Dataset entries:

──────────────────────────────

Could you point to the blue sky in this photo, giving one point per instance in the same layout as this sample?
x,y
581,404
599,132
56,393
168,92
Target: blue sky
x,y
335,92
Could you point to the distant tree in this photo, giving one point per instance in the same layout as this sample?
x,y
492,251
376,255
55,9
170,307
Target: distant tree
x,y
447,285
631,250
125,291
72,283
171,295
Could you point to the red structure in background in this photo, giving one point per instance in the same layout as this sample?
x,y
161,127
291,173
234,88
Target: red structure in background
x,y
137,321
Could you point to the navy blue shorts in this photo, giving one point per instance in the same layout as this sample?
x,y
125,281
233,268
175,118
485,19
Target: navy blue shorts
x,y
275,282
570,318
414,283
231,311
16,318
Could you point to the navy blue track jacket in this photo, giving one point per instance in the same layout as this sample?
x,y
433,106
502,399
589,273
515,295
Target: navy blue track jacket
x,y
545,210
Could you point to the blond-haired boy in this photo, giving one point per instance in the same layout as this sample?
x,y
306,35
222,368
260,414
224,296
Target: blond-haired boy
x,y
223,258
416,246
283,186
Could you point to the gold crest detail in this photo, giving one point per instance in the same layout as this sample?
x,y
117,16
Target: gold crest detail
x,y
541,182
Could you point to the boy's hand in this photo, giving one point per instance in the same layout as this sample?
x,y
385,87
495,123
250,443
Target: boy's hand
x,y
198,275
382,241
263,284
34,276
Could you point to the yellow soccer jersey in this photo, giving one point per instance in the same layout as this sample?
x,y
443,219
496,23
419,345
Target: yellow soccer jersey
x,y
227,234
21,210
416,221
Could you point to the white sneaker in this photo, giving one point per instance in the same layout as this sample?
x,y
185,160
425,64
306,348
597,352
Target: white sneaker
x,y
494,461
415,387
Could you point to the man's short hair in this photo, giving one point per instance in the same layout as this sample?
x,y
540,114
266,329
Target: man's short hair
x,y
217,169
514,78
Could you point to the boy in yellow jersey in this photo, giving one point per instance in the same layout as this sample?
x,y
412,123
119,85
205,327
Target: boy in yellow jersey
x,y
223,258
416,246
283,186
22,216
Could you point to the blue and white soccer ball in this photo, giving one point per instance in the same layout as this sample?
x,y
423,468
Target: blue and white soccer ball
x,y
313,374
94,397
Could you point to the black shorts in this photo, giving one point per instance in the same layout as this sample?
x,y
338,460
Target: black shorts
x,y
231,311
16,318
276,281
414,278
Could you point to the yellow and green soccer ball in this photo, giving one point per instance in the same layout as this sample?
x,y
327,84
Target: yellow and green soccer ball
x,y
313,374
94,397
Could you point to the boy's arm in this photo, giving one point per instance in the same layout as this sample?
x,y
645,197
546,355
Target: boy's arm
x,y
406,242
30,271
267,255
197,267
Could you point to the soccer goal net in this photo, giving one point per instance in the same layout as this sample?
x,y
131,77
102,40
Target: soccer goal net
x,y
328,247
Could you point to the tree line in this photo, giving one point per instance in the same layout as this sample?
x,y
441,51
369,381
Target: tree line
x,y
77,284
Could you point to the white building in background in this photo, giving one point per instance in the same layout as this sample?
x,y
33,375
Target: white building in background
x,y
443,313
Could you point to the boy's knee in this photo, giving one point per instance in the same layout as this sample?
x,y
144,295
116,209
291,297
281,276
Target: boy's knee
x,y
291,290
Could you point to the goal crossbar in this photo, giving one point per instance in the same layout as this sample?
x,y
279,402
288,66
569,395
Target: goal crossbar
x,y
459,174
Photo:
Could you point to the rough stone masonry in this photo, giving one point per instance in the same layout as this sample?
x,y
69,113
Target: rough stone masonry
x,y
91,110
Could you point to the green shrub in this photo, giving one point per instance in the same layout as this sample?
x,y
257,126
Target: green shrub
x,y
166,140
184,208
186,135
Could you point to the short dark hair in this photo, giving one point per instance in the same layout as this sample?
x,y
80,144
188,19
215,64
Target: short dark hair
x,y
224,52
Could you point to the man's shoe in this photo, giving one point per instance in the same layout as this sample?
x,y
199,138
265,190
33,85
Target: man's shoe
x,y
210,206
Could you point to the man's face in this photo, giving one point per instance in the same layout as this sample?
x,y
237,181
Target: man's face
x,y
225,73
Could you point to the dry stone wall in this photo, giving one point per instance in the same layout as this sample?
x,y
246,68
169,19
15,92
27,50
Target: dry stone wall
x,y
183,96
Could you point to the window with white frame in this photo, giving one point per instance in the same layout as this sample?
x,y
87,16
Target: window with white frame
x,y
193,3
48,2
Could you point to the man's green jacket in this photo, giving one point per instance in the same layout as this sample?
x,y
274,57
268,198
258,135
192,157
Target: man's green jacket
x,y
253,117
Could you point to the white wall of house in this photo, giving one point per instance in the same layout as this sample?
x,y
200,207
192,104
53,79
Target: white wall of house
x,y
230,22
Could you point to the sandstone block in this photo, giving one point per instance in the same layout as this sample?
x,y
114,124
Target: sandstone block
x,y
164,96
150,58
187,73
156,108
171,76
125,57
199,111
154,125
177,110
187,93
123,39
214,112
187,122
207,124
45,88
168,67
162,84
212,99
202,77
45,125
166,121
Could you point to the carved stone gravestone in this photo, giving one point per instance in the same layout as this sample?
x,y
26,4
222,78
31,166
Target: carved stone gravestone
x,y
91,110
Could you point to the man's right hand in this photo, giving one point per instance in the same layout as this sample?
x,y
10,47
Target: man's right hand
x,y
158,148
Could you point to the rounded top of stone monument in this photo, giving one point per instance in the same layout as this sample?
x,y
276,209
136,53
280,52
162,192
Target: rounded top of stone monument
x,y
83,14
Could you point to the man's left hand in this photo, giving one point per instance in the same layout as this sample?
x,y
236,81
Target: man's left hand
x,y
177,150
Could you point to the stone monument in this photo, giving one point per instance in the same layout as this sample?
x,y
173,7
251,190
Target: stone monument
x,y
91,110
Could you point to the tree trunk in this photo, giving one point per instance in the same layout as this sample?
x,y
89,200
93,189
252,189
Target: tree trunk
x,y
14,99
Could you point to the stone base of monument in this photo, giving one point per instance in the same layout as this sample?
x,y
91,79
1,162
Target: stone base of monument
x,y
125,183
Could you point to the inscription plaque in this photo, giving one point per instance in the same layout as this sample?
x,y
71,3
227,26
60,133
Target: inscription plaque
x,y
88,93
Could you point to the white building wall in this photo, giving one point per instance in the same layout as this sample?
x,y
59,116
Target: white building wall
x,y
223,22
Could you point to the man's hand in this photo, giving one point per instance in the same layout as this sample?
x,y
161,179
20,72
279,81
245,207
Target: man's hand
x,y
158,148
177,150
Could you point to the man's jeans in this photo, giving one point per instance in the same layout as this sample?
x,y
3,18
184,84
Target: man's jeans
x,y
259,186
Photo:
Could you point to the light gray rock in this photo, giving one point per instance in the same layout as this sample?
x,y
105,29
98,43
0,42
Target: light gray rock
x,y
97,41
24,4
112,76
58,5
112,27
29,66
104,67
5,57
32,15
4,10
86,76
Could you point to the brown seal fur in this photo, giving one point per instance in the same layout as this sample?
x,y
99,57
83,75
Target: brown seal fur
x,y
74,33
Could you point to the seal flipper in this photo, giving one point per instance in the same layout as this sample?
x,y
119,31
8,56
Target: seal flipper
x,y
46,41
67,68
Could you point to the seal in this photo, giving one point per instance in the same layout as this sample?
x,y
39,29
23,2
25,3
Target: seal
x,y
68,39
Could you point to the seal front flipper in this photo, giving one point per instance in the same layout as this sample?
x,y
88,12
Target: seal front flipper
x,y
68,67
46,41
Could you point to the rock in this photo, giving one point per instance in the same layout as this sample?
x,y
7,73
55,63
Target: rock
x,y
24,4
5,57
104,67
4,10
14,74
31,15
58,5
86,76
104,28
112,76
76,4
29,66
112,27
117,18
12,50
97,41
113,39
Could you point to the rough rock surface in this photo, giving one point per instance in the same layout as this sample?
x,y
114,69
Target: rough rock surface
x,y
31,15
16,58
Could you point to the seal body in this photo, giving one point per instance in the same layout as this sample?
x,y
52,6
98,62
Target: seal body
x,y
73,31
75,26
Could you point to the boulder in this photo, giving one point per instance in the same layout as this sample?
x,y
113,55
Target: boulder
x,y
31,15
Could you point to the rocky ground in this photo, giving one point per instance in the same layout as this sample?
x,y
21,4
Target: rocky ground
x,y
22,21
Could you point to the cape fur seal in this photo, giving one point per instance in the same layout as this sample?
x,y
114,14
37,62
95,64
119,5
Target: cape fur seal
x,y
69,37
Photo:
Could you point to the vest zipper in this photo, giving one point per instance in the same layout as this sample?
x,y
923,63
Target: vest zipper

──────────────────────────────

PROBLEM TO WORK ON: Repeat only the lines running from the line that contains "Could you point to the rough rock" through the last line above, inclusive.

WRITTEN RESPONSE:
Could you point to the rough rock surface in this photo, giving one point per instance in the same layout as this sample?
x,y
114,69
Target: rough rock surface
x,y
31,15
16,58
Could you point to the seal body in this photo, giving one point per instance in the same layout as this sample?
x,y
52,6
98,62
Target: seal body
x,y
73,31
75,26
Could you point to the boulder in this photo, giving one point per instance in the same layout as this sample?
x,y
113,55
Target: boulder
x,y
31,15
Could you point to the rocky ground in this photo, giving one point per instance in the same layout as this sample?
x,y
21,4
Target: rocky ground
x,y
22,21
Could you point to the cape fur seal in this photo, giving one point per instance in the same layout as this sample?
x,y
114,14
37,62
95,64
119,5
Target: cape fur seal
x,y
69,37
Photo:
Could you point to the vest zipper in this photo, giving one point per instance in the same layout as this sample?
x,y
923,63
Target: vest zipper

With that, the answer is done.